### Short task
Please extract the part of the data below that opens with the line containing "Question. Identify every instance of the boat canopy" and closes with the line containing "Question. Identify every instance of the camera", including both of those lines. Copy each line word for word.

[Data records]
>>>

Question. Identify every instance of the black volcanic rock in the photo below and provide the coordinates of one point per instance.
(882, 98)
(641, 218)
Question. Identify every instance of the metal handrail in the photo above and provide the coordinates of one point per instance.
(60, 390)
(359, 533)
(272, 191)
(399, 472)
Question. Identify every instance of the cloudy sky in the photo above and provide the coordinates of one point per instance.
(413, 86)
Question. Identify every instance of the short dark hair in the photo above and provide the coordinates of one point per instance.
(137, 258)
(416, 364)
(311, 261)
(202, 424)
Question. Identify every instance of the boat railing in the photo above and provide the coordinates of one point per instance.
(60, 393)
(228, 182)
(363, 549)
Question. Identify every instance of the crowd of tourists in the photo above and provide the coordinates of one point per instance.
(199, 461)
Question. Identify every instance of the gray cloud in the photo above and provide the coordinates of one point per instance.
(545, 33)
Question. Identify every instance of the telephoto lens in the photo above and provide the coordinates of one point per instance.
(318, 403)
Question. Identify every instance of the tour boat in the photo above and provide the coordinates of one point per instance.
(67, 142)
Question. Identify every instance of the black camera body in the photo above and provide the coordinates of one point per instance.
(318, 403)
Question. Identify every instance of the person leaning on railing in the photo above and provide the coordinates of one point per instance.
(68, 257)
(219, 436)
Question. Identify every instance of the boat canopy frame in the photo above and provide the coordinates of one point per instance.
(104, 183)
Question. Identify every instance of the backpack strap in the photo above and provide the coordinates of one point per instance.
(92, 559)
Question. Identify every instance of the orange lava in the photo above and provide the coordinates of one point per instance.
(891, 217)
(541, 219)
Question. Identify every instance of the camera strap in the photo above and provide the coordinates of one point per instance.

<<<
>>>

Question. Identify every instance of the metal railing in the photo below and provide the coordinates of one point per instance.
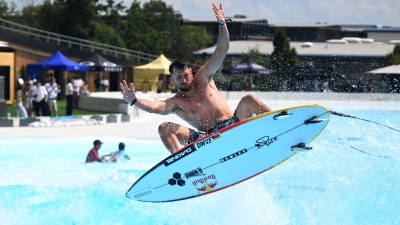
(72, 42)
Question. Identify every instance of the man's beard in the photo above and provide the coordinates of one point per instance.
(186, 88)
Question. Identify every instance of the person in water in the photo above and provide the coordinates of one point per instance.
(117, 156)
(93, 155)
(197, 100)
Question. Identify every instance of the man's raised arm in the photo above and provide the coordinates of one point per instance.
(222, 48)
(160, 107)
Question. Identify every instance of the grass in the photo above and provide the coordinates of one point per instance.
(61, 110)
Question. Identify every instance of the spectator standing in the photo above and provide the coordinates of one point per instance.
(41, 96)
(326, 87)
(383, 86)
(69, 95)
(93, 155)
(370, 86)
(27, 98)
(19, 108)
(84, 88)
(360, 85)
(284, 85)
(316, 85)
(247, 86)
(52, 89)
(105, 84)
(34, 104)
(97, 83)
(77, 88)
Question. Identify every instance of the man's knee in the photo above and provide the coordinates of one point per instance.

<<<

### Task solution
Question. Identify every instance of the boat canopy frame in the photo above and provide the coordinates of one point per instance.
(104, 183)
Question. Identify every instance of the backpack strap in the photo above and provide the coordinates of one point per instance.
(92, 559)
Question. Identify every instance of the orange lava in the photo above and provide the coordinates of one point per instance.
(891, 217)
(541, 219)
Question. Identify every instance of the camera strap in the photo above and provide the coordinates of one point per instance.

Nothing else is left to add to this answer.